CAPITOLO LXI. - MERITO DI UN'ACCONDISCENDENZA CARITATEVOLE

Geltrude malgrado le sue sofferenze, erasi alzata per recitare il
Mattutino e già ne aveva terminato un notturno, quando una sorella
ammalata giunse anch'essa presso di lei. L'amabile Santa si offerse di
ricominciare il Mattutino e lo fece con maggior divozione.
Durante la S. Messa, che venne in seguito celebrata, mentre era intenta
a lodare il Signore, vide l'anima sua adorna di splendidi diamanti che
avevano fulgori meravigliosi. Era stato Gesù a ricompensarla della
carità verso la Consorella inferma; la tunica aveva tante gemme quante
parole contava il Notturno, da essa ripetuto per compiacenza.
La vista di quel magnifico ornamento, ravvivò in Geltrude il sentimento
della sua indegnità. Ella si ricordò di varie mancanze che non aveva
potuto scoprire al confessore, (allora lungi dal Monastero),
affliggendosi di non poterle accusare prima di comunicarsi. Le confidò
allora a Nostro Signore, il quale le rispose : « Perchè ti occupi di queste
negligenze, mentre ti vedi avvolta nel ricco paludamento della carità?

> [Righe estratte]:
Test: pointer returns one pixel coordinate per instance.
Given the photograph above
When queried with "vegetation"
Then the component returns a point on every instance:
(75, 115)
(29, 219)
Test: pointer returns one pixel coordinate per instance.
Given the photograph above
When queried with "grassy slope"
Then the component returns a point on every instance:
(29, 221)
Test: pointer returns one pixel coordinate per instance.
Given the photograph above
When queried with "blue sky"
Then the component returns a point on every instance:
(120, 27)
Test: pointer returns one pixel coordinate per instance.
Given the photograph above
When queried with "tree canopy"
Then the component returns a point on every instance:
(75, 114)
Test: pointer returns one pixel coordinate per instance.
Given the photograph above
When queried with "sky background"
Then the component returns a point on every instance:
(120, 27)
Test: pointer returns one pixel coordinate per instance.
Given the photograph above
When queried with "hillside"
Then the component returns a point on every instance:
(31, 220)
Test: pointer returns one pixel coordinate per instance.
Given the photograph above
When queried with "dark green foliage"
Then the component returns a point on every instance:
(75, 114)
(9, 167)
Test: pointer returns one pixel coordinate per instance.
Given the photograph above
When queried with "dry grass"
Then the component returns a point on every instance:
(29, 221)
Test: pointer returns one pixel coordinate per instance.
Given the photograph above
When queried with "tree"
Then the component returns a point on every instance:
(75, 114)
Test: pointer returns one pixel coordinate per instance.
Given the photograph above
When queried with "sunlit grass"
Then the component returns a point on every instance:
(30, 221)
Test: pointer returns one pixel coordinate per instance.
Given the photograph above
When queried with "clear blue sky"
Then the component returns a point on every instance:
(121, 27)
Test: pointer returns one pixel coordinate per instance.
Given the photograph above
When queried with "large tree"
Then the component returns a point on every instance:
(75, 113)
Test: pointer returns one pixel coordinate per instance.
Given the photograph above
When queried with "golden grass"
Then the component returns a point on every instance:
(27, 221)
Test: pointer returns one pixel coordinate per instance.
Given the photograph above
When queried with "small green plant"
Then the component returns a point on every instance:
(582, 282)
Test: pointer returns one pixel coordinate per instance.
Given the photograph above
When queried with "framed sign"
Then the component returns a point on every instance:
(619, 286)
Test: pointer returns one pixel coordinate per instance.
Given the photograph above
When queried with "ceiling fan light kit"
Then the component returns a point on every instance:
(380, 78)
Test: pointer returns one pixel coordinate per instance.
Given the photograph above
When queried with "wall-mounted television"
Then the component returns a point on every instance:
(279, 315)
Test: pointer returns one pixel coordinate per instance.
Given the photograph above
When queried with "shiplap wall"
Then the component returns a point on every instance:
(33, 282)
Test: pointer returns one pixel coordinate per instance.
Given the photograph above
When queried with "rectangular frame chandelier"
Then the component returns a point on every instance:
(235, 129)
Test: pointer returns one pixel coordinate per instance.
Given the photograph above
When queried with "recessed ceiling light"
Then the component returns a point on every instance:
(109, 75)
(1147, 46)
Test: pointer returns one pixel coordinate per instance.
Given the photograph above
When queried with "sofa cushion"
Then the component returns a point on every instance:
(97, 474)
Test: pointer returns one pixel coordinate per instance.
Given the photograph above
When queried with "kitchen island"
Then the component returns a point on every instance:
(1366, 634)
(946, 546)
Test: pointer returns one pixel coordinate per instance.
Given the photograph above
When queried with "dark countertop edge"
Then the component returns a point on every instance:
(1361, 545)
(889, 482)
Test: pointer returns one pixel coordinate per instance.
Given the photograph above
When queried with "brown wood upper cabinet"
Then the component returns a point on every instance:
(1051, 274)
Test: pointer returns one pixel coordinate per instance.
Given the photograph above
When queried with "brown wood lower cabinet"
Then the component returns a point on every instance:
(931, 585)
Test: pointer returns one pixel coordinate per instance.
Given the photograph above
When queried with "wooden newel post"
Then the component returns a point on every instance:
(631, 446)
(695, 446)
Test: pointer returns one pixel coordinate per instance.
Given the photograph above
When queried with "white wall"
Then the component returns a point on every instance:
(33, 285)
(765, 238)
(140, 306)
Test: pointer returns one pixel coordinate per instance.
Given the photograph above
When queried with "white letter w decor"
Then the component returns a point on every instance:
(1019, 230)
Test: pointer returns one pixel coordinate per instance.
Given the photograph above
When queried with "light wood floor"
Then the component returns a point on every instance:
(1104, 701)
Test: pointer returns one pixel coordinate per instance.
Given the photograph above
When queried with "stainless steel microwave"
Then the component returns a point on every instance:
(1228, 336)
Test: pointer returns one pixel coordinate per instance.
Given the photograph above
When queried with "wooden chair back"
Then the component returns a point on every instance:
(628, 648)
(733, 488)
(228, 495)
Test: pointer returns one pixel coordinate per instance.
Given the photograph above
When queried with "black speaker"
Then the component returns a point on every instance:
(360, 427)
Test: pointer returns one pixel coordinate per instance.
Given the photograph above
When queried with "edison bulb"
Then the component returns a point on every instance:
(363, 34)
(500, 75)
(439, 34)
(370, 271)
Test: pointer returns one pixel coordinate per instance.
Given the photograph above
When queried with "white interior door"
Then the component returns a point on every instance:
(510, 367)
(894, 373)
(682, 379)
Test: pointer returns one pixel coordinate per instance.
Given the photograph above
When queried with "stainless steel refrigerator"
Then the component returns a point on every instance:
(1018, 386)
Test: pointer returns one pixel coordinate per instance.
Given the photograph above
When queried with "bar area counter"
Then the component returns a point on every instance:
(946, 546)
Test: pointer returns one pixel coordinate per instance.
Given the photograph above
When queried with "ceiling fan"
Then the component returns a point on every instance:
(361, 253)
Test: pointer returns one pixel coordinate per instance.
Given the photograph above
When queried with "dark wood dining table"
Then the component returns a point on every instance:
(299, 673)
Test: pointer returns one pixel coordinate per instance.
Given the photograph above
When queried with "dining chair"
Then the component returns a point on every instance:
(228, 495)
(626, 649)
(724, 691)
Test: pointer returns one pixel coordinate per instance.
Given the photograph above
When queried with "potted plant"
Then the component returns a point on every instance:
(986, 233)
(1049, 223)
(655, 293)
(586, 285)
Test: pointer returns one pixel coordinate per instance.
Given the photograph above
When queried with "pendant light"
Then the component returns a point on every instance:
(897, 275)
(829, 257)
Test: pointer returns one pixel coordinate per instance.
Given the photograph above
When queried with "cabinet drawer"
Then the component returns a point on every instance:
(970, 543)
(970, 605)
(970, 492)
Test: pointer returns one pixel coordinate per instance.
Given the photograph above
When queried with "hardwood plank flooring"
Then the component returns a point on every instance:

> [Istruzioni]:
1 – Rispondi in base al capitolo su Geltrude:
(a) Quale preghiera stava recitando Geltrude quando la sorella ammalata la raggiunse?
(b) Durante quale celebrazione vide la propria anima adorna di diamanti?
(c) Dove si trovava allora il confessore?
2 – Come si traduce in inglese questa frase del capitolo su Geltrude: "La vista di quel magnifico ornamento, ravvivò in Geltrude il sentimento della sua indegnità."?
3 – Ricopia dal capitolo su Geltrude il brano che comincia con "CAPITOLO LXI. - MERITO" e prosegue fino a "con maggior divozione.".
Le righe sono materiale a parte, distinto dal testo.

> [Soluzioni qui sotto]:
1 –
(a) Il Mattutino.
(b) Durante la S. Messa.
(c) Lontano dal Monastero.

2 – The sight of that magnificent adornment revived in Geltrude the sense of her own unworthiness.

3 –
CAPITOLO LXI. - MERITO DI UN'ACCONDISCENDENZA CARITATEVOLE

Geltrude malgrado le sue sofferenze, erasi alzata per recitare il
Mattutino e già ne aveva terminato un notturno, quando una sorella
ammalata giunse anch'essa presso di lei. L'amabile Santa si offerse di
ricominciare il Mattutino e lo fece con maggior divozione.